Find each line in the records below that contains the word "this". Copy every such line in full.

>> Begin PROVIDED RECORDS

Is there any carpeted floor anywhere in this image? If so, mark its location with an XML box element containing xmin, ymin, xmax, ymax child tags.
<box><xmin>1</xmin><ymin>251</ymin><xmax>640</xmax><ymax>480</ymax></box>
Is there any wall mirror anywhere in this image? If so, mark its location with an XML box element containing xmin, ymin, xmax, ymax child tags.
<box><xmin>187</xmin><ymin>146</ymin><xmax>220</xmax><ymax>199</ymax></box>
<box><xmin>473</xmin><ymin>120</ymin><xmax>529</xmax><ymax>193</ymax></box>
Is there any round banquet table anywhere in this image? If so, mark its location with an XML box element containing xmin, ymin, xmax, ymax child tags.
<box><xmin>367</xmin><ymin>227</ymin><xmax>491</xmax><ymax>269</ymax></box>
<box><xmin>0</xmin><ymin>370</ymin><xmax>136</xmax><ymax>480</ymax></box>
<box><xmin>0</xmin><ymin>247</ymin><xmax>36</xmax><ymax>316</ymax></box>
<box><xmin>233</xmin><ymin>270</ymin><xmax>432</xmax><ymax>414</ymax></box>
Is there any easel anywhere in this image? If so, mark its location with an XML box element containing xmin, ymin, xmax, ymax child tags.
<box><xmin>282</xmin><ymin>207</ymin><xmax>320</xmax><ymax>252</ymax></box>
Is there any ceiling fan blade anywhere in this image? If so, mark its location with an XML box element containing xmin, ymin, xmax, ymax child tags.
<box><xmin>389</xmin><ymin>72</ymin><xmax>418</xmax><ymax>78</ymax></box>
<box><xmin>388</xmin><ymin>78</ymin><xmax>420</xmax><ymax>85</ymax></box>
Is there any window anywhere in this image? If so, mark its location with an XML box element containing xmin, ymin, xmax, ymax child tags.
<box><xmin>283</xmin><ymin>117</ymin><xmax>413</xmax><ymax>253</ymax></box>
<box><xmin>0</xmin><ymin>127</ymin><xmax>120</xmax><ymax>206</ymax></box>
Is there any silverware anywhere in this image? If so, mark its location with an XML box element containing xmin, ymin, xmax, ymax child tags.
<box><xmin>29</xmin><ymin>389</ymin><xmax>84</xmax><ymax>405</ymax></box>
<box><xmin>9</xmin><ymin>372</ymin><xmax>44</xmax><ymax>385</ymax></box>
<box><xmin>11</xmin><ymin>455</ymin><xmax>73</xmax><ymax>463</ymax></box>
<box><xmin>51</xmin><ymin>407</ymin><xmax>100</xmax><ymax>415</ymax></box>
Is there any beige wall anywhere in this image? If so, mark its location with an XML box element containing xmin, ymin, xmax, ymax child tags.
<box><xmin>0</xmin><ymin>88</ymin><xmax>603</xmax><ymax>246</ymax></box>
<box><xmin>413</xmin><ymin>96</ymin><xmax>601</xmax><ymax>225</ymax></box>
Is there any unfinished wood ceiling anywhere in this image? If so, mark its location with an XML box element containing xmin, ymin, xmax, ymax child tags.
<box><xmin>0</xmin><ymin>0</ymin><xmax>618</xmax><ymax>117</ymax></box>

>> End PROVIDED RECORDS

> EXERCISE OUTPUT
Is there any carpeted floor anywhere in this image? If so, mark its location with an XML box element containing xmin, ymin, xmax, ymax child tags.
Is there any wall mirror anywhere in this image? If so, mark its location with an XML box element containing xmin, ymin, xmax, ymax child tags.
Is there any round banquet table anywhere in this image? If so, mark its location with an XML box element containing xmin, ymin, xmax, ymax child tags.
Is there any easel anywhere in this image? If so, mark its location with an XML box element containing xmin, ymin, xmax, ymax child tags.
Is there any ceiling fan blade anywhere in this image? If so, mark its location with an XML box element containing xmin, ymin, xmax, ymax child tags.
Is there any window anywhere in this image? If so, mark its location with an XML box element containing xmin, ymin, xmax, ymax child tags.
Is there any silverware anywhere in this image? If so, mark its location with an XML box element containing xmin, ymin, xmax, ymax child tags.
Is there any beige wall anywhere in this image? If so, mark its location with an XML box element containing xmin, ymin, xmax, ymax child tags.
Is there any unfinished wood ceiling anywhere in this image? If so, mark its location with an XML box element containing xmin, ymin, xmax, ymax child tags.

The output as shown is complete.